*Material supplied:*
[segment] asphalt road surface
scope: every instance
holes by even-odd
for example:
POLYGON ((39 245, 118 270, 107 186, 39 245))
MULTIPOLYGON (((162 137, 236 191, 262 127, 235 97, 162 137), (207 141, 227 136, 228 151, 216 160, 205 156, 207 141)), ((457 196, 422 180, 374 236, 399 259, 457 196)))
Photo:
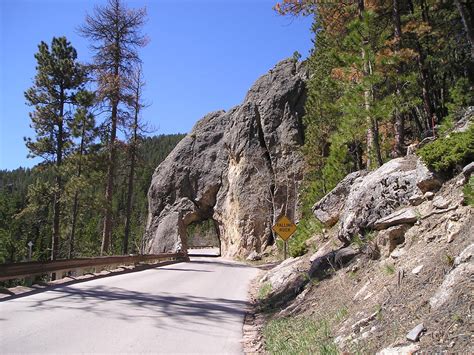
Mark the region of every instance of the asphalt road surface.
POLYGON ((0 353, 242 353, 257 269, 192 258, 0 302, 0 353))

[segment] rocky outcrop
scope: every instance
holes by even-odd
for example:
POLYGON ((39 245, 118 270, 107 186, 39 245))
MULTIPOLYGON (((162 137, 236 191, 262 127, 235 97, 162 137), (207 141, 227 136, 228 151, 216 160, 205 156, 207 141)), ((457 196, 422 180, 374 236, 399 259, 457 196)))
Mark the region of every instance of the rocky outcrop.
MULTIPOLYGON (((327 211, 339 211, 338 214, 331 213, 330 220, 331 224, 337 220, 340 222, 338 238, 344 243, 349 243, 363 230, 373 229, 377 221, 408 205, 411 197, 437 189, 441 185, 414 155, 393 159, 368 174, 358 174, 360 175, 348 175, 313 207, 317 218, 327 215, 327 211)), ((328 224, 328 220, 326 217, 321 218, 321 222, 325 224, 328 224)))
POLYGON ((261 287, 267 284, 270 288, 262 301, 278 305, 292 299, 308 283, 307 272, 308 259, 306 257, 286 259, 260 279, 261 287))
POLYGON ((285 60, 244 102, 201 119, 160 164, 148 192, 148 252, 186 249, 186 228, 213 219, 224 256, 272 244, 273 222, 296 218, 303 159, 305 70, 285 60))
POLYGON ((313 206, 313 213, 325 227, 332 227, 339 220, 347 196, 354 181, 367 175, 365 171, 356 171, 347 175, 337 186, 313 206))

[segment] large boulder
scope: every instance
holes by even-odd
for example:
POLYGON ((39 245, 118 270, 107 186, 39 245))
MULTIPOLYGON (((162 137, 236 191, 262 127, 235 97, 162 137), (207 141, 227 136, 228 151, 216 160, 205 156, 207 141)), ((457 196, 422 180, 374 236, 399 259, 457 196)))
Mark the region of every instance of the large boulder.
POLYGON ((266 284, 270 289, 262 301, 279 305, 292 299, 308 283, 308 269, 308 259, 305 256, 286 259, 271 269, 260 279, 260 287, 266 284))
POLYGON ((313 212, 325 224, 339 221, 338 238, 348 244, 354 235, 373 229, 376 221, 408 205, 411 197, 440 185, 419 158, 409 155, 390 160, 368 174, 348 175, 315 205, 313 212))
POLYGON ((339 215, 344 208, 354 181, 366 174, 365 171, 356 171, 342 179, 331 192, 314 204, 313 213, 315 217, 326 227, 335 225, 339 220, 339 215))
POLYGON ((305 79, 300 63, 282 61, 240 106, 195 125, 153 175, 147 252, 185 250, 187 226, 212 219, 222 255, 248 256, 274 242, 281 214, 298 218, 305 79))

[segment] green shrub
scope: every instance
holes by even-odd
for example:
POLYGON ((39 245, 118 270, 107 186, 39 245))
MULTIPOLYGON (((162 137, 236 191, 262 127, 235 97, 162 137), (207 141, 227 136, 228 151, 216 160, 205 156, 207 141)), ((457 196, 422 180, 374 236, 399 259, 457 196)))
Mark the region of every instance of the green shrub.
MULTIPOLYGON (((295 234, 288 239, 288 254, 294 258, 306 254, 308 251, 306 241, 321 229, 321 223, 313 215, 301 219, 295 234)), ((283 250, 283 242, 280 238, 278 239, 278 248, 283 250)))
POLYGON ((272 319, 263 329, 270 354, 338 354, 328 322, 306 317, 272 319))
POLYGON ((264 300, 268 297, 268 295, 272 292, 272 285, 269 282, 265 282, 262 286, 260 286, 258 290, 257 298, 259 300, 264 300))
POLYGON ((452 173, 457 166, 474 160, 474 125, 425 145, 418 155, 434 171, 452 173))

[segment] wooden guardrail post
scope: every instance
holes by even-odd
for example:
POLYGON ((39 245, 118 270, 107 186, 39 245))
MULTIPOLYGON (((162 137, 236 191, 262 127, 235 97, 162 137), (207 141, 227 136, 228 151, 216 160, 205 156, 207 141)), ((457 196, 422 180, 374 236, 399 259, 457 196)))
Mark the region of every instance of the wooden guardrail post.
MULTIPOLYGON (((0 281, 19 279, 34 275, 59 273, 114 265, 131 265, 145 261, 186 260, 182 253, 161 253, 150 255, 106 256, 96 258, 78 258, 67 260, 30 261, 22 263, 0 264, 0 281)), ((78 275, 78 276, 79 276, 78 275)))

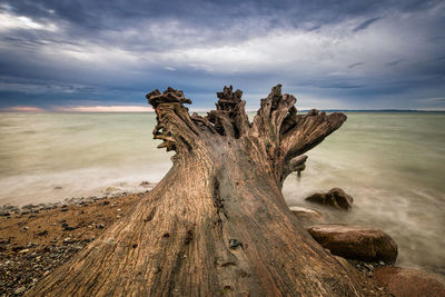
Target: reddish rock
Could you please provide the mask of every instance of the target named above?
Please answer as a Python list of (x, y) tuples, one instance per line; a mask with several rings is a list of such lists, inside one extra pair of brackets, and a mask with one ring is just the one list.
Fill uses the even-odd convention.
[(339, 210), (350, 210), (354, 199), (339, 188), (330, 189), (328, 192), (317, 192), (306, 198), (306, 201), (330, 206)]
[(396, 297), (445, 296), (444, 280), (419, 269), (400, 267), (377, 267), (374, 276), (382, 286)]
[(308, 232), (332, 254), (363, 261), (394, 264), (397, 244), (382, 230), (342, 224), (313, 226)]

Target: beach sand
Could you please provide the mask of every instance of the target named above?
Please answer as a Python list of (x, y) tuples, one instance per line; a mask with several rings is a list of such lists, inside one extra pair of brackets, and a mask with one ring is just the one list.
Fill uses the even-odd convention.
[(9, 216), (0, 217), (0, 296), (26, 293), (126, 216), (147, 192), (9, 209)]

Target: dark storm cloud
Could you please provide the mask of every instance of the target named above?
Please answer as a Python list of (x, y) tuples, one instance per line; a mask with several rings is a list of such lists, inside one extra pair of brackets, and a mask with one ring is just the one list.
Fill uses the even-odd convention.
[(364, 22), (362, 22), (359, 26), (357, 26), (356, 28), (354, 28), (354, 32), (360, 31), (360, 30), (365, 30), (366, 28), (368, 28), (373, 22), (378, 21), (379, 19), (382, 19), (380, 17), (378, 18), (372, 18), (369, 20), (366, 20)]
[(169, 85), (211, 107), (224, 83), (249, 99), (277, 82), (336, 107), (421, 107), (444, 91), (444, 10), (419, 0), (0, 1), (0, 107), (144, 103)]

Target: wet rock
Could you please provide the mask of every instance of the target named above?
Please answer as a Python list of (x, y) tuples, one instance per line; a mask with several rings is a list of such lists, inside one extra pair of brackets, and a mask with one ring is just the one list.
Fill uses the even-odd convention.
[(24, 286), (21, 286), (14, 290), (14, 294), (16, 295), (23, 294), (26, 290), (27, 288)]
[(339, 188), (333, 188), (328, 192), (314, 194), (306, 198), (306, 201), (330, 206), (339, 210), (350, 210), (354, 198)]
[(229, 240), (229, 248), (230, 249), (236, 249), (238, 247), (243, 247), (241, 241), (239, 241), (238, 239), (230, 239)]
[(397, 244), (382, 230), (340, 224), (322, 224), (307, 229), (324, 248), (347, 259), (394, 264)]
[(319, 221), (323, 219), (323, 214), (315, 209), (299, 206), (290, 206), (289, 209), (297, 218), (304, 221)]
[(150, 181), (142, 181), (139, 185), (139, 187), (144, 187), (144, 188), (154, 188), (155, 186), (156, 186), (156, 182), (150, 182)]
[(43, 231), (41, 231), (41, 232), (38, 232), (37, 235), (38, 235), (38, 236), (46, 236), (46, 235), (48, 235), (48, 231), (47, 231), (47, 230), (43, 230)]
[(377, 267), (374, 276), (382, 286), (396, 296), (445, 296), (444, 280), (419, 269)]

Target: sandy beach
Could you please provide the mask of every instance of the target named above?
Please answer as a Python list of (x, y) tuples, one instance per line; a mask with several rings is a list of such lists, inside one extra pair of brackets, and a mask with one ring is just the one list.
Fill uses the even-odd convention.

*Problem statement:* Reproduce verbatim every line of the records, starting at the line that contains "Target: sandy beach" and ending at the last line of the records, with both ends included.

*Response for this exercise:*
Target: sandy beach
Could you please provide the mask of every instance of the target named above?
Please answer as a Python list of (x, y) tuples, one instance per line; a mask with several rings is a list of such lists, inside one extra pair of brackets, and a mask with one ring is just the one list.
Fill uses the even-odd convention.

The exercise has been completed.